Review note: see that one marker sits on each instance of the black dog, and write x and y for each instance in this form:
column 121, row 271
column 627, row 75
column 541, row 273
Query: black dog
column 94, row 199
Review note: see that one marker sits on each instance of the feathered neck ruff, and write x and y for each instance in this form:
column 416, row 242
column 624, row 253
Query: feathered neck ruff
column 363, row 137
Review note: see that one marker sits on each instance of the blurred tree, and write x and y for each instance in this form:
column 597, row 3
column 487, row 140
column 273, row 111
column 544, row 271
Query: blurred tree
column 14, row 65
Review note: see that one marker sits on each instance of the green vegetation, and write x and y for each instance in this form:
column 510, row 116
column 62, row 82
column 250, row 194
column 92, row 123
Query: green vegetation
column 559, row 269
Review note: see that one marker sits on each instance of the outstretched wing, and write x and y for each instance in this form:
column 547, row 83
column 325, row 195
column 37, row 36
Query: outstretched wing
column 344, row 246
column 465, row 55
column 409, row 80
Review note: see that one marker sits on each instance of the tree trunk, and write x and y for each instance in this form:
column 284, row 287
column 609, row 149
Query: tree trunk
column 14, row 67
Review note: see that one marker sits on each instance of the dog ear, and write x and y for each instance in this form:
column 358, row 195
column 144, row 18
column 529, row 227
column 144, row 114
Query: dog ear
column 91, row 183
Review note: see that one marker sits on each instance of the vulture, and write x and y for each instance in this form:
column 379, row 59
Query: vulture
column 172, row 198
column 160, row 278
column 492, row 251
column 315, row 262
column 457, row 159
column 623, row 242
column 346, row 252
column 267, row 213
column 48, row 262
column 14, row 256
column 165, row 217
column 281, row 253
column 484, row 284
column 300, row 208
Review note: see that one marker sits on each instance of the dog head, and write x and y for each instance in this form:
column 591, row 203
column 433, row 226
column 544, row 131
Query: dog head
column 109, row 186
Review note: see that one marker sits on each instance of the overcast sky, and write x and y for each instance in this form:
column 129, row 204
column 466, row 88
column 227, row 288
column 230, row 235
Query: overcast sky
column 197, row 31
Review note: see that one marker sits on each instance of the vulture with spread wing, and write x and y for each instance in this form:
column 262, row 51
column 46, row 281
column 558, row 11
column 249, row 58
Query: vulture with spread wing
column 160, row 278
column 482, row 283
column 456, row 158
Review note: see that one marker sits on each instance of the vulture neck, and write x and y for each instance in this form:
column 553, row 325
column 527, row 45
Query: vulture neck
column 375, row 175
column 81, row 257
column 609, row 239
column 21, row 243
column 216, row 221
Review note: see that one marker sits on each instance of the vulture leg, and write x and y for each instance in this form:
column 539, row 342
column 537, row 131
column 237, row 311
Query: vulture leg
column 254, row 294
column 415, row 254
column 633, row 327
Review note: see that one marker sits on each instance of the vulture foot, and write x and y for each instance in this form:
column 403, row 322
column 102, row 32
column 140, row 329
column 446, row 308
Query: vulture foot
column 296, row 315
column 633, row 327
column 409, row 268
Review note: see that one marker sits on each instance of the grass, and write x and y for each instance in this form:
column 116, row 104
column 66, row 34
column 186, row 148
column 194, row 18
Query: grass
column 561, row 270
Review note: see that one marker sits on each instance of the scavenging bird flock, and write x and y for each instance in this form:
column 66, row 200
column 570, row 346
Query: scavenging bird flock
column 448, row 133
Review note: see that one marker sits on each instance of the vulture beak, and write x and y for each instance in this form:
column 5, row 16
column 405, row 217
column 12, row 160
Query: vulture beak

Task goal →
Within the material above, transcribe exactly the lines that run from the line holding "Query: tree trunk" through the line holding "column 379, row 59".

Written answer →
Query: tree trunk
column 14, row 67
Review note: see that one marker sits on each instance of the dog ear, and write x and y for each instance in this form:
column 358, row 195
column 144, row 18
column 529, row 227
column 144, row 114
Query: dog ear
column 91, row 183
Review note: see that one marker sits on each instance of the vulture, and write x and y for each instance in this form:
column 379, row 59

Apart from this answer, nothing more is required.